> **What needs to be done**
Reproduce the entries word for word, from the start of the entries down to and including the line that contains "[0,0,240,73]". Leave the pictures out of your answer.

* * * * * * *

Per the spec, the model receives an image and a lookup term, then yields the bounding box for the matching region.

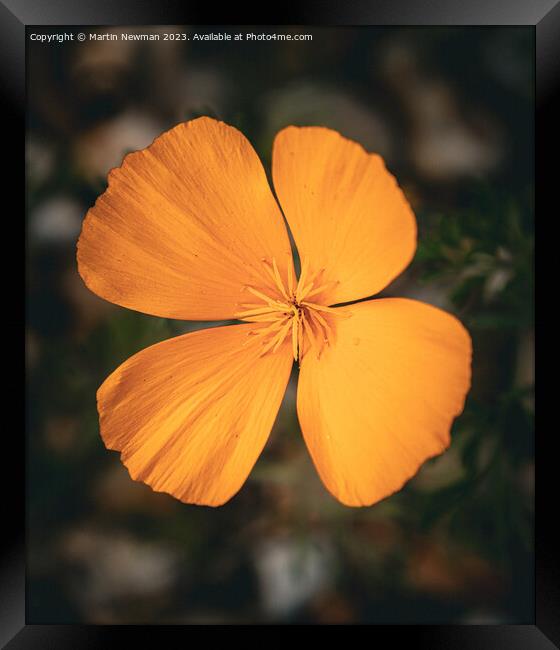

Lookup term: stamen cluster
[235,258,349,361]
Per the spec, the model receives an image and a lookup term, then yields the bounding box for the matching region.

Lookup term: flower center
[235,258,349,361]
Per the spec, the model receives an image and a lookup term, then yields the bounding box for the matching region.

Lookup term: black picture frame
[9,0,560,650]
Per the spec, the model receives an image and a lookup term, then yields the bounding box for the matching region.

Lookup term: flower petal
[78,117,293,320]
[272,126,416,305]
[298,298,471,506]
[97,324,292,506]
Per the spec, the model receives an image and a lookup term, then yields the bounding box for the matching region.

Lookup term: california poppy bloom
[78,117,471,506]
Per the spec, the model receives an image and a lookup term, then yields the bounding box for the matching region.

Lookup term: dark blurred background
[26,26,534,624]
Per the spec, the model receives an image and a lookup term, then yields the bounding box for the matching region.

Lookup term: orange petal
[272,126,416,305]
[298,298,471,506]
[78,117,293,320]
[97,324,292,506]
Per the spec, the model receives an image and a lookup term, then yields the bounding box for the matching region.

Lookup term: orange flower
[78,117,471,506]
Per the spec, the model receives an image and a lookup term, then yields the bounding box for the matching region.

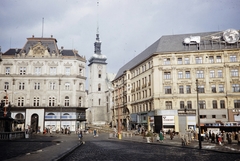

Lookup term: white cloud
[0,0,240,73]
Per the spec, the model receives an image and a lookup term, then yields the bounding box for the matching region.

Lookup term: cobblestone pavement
[0,134,80,161]
[117,135,240,154]
[0,133,240,161]
[62,134,240,161]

* * * * * * *

> **Finished exercise**
Per the spec, the model receives an image and a lookup term, then yields the bounding box for the matching region.


Lookup term: stamen cluster
[235,258,349,361]
Per the spec, the model receives an image and a lookup term, then yields the bounding box for the matching region.

Lookup term: flower center
[235,258,349,361]
Per the spec, the model receives an image and a lookup term, then yields the bounding box for the matching region.

Lookup term: black picture frame
[9,0,560,650]
Per the spec, the model receives an image and a lookup term, then yields the bounding box for the matching region.

Lookup term: flower petal
[78,117,293,320]
[272,126,416,305]
[298,298,471,506]
[97,324,292,506]
Per the spec, the model receives an image and a lookup term, then yields the bounding box for the matching region.

Lookup term: california poppy bloom
[78,117,471,506]
Per the spec, the model receives an image and a lookup term, then yields the bounding box for the matching region.

Lookup term: dark blurred background
[26,26,534,624]
Per the spec, the model receives an image and a lookup term, then yields the bounding box for the matching region.

Lookup term: orange petal
[272,126,416,305]
[298,298,471,506]
[78,117,293,320]
[97,324,292,506]
Per the spec, the model receives an image and a lookup term, then yields the bounding box for the matching region.

Lookup term: orange flower
[78,117,471,506]
Per the spec, the model receives an image and a lookup term, then yields the bounding box for the matching region.


Lookup term: white cloud
[0,0,240,73]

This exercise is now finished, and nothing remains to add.